## Trecho do texto
Trata-se de interpretação que melhor se harmoniza com o princípio da dignidade da pessoa humana (art. 1º, III da CR/88) e com o objetivo fundamental da República Federativa do Brasil de promover o bem de todos sem qualquer forma de discriminação (art. 3º, IV da CR/88).

E ainda que o art. 1º da Lei nº 9.029/95 não tenha mencionado o gênero de maneira taxativa, ao incluir a expressão “entre outros”, ela também proíbe esse tipo de preconceito:

Art. 1º da Lei nº 9.029/95: É proibida a adoção de qualquer prática discriminatória e limitativa para efeito de acesso à relação de trabalho, ou de sua manutenção, por motivo de sexo, origem, raça, cor, estado civil, situação familiar, deficiência, reabilitação profissional, idade, entre outros, ressalvadas, nesse caso, as hipóteses de proteção à criança e ao adolescente previstas no inciso XXXIII do art. 7º da Constituição Federal.

Do exposto, tem o empregado transexual direito de usar o banheiro feminino, se assim o desejar, não obstante o seu sexo masculino.

Em caso de negativa, o empregado pode considerar rescindido, de forma indireta, o seu contrato de trabalho devido à falta do empregador, sem prejuízo da indenização por danos morais (art. 5º, V e X da CR/88 c/c arts. 186, 927 e 932, III do Código Civil).

Sobre o tema, é digno de nota o RE nº 845.779[7][7] O referido Recurso Extraordinário teve a sua repercussão geral reconhecida, por maioria, pelo STF (Tema nº 778). Na oportunidade, ficaram vencidos os Min. Marco Aurélio e Min. Teori Zavascki. em que se aborda a possibilidade de se tratar socialmente uma pessoa de maneira diversa ao sexo com o qual ela se identifica e se apresenta no ambiente público.

No processo, a discussão envolve o caso de um transexual do sexo masculino, que foi impedido por funcionários de um shopping de usar o banheiro feminino. Pela negativa e abordagem vexatória, ele propôs ação judicial pleiteando indenização por danos morais.

Até o presente momento, o relator, Min. Roberto Barroso, e o Min. Edson Fachin votaram pela procedência do recurso.

## Dados fornecidos
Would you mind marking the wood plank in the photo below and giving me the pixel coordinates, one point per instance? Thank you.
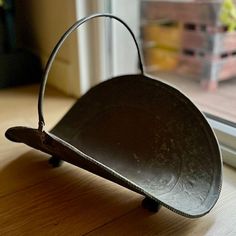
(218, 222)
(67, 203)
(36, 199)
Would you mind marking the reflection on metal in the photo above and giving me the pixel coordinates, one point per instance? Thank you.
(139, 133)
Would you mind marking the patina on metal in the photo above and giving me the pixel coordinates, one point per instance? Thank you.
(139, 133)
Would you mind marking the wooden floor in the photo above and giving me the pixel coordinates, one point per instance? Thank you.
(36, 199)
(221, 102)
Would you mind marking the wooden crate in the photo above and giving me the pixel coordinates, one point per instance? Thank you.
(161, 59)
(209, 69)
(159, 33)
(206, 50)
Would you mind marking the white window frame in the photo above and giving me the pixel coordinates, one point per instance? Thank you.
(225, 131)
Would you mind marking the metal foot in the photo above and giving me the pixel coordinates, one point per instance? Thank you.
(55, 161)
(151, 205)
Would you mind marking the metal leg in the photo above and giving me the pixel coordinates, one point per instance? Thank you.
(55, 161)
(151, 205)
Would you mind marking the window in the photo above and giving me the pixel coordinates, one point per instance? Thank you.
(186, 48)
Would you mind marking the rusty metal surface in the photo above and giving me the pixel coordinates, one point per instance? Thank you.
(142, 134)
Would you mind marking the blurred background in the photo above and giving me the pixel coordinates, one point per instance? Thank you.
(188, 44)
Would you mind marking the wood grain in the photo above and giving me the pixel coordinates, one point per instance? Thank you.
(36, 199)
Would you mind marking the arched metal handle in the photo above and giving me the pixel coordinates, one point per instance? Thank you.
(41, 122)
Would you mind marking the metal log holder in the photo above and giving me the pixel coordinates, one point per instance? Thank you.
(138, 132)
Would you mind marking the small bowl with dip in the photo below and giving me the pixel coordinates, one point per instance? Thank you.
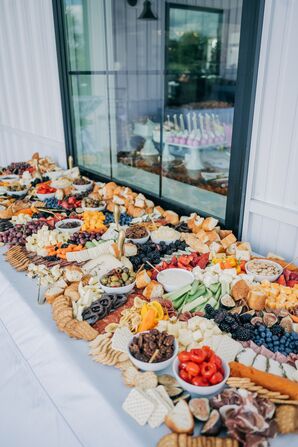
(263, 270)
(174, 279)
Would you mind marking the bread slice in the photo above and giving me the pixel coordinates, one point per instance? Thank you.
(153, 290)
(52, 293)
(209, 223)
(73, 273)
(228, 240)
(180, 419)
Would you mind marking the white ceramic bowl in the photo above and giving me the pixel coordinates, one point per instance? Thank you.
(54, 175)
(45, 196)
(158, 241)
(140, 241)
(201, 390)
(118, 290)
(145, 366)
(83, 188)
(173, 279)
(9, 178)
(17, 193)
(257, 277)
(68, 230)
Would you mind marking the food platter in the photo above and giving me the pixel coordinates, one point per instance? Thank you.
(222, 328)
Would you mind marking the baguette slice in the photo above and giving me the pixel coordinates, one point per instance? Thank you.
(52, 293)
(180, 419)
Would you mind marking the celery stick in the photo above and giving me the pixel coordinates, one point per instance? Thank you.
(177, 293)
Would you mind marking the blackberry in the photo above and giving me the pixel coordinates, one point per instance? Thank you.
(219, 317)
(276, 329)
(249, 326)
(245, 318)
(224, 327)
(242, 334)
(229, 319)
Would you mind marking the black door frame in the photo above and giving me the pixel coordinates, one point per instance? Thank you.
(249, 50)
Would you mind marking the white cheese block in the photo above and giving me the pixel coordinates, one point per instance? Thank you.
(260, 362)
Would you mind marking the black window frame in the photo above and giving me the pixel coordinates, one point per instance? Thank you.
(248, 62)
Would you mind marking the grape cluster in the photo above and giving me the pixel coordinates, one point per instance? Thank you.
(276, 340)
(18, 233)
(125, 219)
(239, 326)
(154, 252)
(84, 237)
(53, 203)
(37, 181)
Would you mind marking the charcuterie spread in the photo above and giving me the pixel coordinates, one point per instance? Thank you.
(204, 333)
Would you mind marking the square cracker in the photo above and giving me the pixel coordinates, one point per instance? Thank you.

## Tarefa proposta 1
No trecho do texto, quais ministros votaram pela procedência do recurso até o presente momento?
## Tarefa proposta 2
Reescreva de forma mais curta o parágrafo do trecho do texto que começa com "No processo, a discussão envolve", mantendo os fatos principais.
## Tarefa proposta 3
Prossiga com o trecho do texto sobre o direito do empregado transexual de usar o banheiro feminino, começando logo após a última frase.
Não é preciso consultar as linhas para fazer nenhuma das tarefas.

## Área de resposta 1
O relator, Min. Roberto Barroso, e o Min. Edson Fachin.

## Área de resposta 2
O processo trata de um transexual do sexo masculino que funcionários de um shopping impediram de usar o banheiro feminino. Por causa da negativa e da abordagem vexatória, ele entrou com ação pedindo indenização por danos morais.

## Área de resposta 3
Para o relator, o caso envolve questão que vai além do direito dos transexuais de utilizarem banheiros e vestiários públicos (o que inclui o ambiente de trabalho). Ou seja, abarca o “direito de tais grupos de serem tratados, denominados e de acessarem ou conviverem em espaços sociais, conforme o gênero com o qual se identificam”.

Segundo o Ministro Barroso, como desdobramento do princípio da dignidade está a igualdade como reconhecimento, no sentido de que “todos os indivíduos têm igual valor e por isso merecem o mesmo respeito e consideração”.

Desse modo, é essencial combater todas as práticas culturais que inferiorizam e estigmatizam certos grupos sociais, diminuindo ou negando-lhes o seu valor intrínseco como seres humanos.

Como se não bastasse, continua o Ministro, “cada indivíduo tem o direito de buscar, à sua maneira, o ideal de viver bem e de ter uma vida boa. Viver segundo seus próprios valores, interesses e desejos”. Assim, não respeitar a identidade de gênero da pessoa é privá-la de uma das dimensões que dá sentido a sua existência.

Quanto ao constrangimento das demais mulheres ao compartilharem o banheiro com transexual, destacou o relator:

Cabe por fim, dentro desse tópico, fazer a ponderação entre o direito de uso de banheiro feminino de acesso ao público por parte de transexual feminina e o direito de privacidade das mulheres (cisgênero). Note-se que o suposto constrangimento às demais mulheres seria limitado, tendo em vista que as situações mais íntimas ocorrem em cabines privativas, de acesso reservado a uma única pessoa. De todo modo, a mera presença de transexual feminina em áreas comuns de banheiro feminino, ainda que gere algum desconforto, não é comparável àquele suportado pela transexual em um banheiro masculino.

Portanto, em face da leve restrição do direito à privacidade e a limitação intensa aos direitos à igualdade e liberdade, a “solução constitucionalmente adequada consiste no reconhecimento do direito dos transexuais serem socialmente tratados de acordo com a sua identidade de gênero, inclusive no que se refere à utilização de banheiros de acesso público”.

Finalmente, ainda que identidades de gênero fora do padrão gerem certa estranheza, o Ministro Barroso ressaltou que a democracia abarca uma dimensão substantiva, o que envolve a proteção dos direitos fundamentais de todos, inclusive das minorias, como é o caso em questão.